[Goal] Change "integer pixel values" to "whole-number pixel values" everywhere it occurs in the rows below, and leave the rest of every row unchanged.

[Point placement records]
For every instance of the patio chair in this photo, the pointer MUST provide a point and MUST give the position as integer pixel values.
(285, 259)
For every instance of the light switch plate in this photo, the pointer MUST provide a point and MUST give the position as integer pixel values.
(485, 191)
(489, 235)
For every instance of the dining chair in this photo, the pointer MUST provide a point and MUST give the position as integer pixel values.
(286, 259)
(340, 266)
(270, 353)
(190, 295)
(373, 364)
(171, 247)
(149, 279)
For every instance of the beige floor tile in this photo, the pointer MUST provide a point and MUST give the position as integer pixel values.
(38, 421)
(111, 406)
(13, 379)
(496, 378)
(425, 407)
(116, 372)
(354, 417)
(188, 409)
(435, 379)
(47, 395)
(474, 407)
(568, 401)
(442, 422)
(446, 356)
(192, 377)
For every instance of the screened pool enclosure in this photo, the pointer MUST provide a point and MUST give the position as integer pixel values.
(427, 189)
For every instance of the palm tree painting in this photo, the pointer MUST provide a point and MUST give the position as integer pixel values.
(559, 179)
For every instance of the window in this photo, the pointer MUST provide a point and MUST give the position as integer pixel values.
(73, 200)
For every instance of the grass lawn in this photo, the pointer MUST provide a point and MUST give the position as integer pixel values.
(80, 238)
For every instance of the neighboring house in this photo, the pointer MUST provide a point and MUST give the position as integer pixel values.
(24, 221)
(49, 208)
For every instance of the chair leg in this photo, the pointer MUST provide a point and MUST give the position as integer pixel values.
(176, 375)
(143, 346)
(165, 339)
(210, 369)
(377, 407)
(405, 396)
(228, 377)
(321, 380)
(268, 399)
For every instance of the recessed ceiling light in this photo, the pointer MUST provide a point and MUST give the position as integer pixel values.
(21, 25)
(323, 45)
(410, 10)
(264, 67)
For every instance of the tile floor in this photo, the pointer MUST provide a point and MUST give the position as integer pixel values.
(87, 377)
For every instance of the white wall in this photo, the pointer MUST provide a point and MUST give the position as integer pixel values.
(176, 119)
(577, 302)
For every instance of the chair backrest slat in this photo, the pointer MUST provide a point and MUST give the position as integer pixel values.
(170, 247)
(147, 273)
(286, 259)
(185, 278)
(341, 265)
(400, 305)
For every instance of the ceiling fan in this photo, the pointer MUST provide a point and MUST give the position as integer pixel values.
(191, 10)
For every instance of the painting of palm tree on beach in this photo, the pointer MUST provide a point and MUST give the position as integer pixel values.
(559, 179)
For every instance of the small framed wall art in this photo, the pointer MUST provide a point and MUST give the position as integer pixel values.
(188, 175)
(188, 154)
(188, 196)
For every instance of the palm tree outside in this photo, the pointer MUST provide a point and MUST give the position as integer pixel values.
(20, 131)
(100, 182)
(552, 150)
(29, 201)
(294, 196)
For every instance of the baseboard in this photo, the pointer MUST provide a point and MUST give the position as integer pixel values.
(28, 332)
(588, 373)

[Output]
For every instance of the patio chair in this photo, the pointer MUST provide a point and MUST give the position as whole-number pixel values.
(285, 259)
For every instance of the light switch plate in this photo, the pointer MUST provide a point and MUST give the position as whole-number pixel values.
(485, 191)
(489, 235)
For every instance of the dining chair in this photo, the pointer MUST provide a point and MUST give the position as whole-number pixel values.
(286, 259)
(340, 266)
(270, 353)
(190, 295)
(373, 364)
(171, 247)
(149, 279)
For every instance of the beige floor tile in this photo, the pointer MUST provide a point and MUST give the position as whole-number pixel values.
(38, 421)
(111, 406)
(13, 379)
(496, 378)
(425, 407)
(116, 372)
(354, 417)
(188, 409)
(435, 379)
(47, 395)
(474, 407)
(568, 401)
(442, 422)
(446, 356)
(192, 377)
For every instance of the screened pool enclosure in this photo, the pointer MUST provide a point and MUST give the position as whole-number pixel values.
(427, 189)
For every instance of the palm tree painting in this photo, the pointer MUST provide a point and MUST give the position as whole-number pixel values.
(559, 179)
For every instance of the window in this photo, the pointer MUST provide a point and MUST give the position as whole-number pixel values.
(73, 200)
For every instance of the grass lawn in this photo, the pointer MUST provide a point and MUST give the position as whole-number pixel values.
(80, 238)
For every instance of the neighboring house in this photo, the pointer MUST provide a point and MUST give the position as whole-number pixel values.
(24, 221)
(49, 208)
For every instance of the chair leg in this photo, the pointer MUST provide a point and MUST give the position as whole-number pixel values.
(176, 375)
(143, 346)
(165, 339)
(210, 369)
(377, 407)
(405, 396)
(228, 377)
(321, 380)
(268, 399)
For every instance of the recessed ceiling light in this photo, the pointer MUST provide a point and MUST give the position as whole-number pixel values.
(21, 25)
(323, 45)
(410, 10)
(264, 67)
For every instance of the tile floor in this photo, the pointer MUST provide a point and MUST give the position as whole-number pixel values.
(87, 377)
For every instance of the white wall in this photo, the pointer MUST provide a point and MUST give the position as whole-number pixel values.
(176, 119)
(577, 302)
For every instance of the chair backrest slat in this photo, the pointer MUST provide a point and MUST give the position as whole-number pixel values.
(170, 247)
(147, 273)
(286, 259)
(185, 278)
(341, 265)
(400, 305)
For every instance of the ceiling fan in this photo, the pointer MUST provide a point and MUST give the position as whole-number pixel values.
(191, 10)
For every instance of the painting of palm tree on beach in this photo, the pointer MUST provide a point and MUST give the position as whole-number pixel values.
(559, 179)
For every instance of the small framed wall art in this photo, the pointer MUST provide a point and MUST give the position as whole-number pixel values.
(188, 175)
(188, 154)
(188, 196)
For every instance of the palm tree outside in this photo, the pointer MUST provide a point and MUST give the position as whole-number pixel values.
(20, 131)
(100, 182)
(552, 150)
(29, 201)
(294, 196)
For every instance of the baseboard in this photo, the pointer MUST provide a point and MUST give the position as whole-number pixel values.
(28, 332)
(588, 373)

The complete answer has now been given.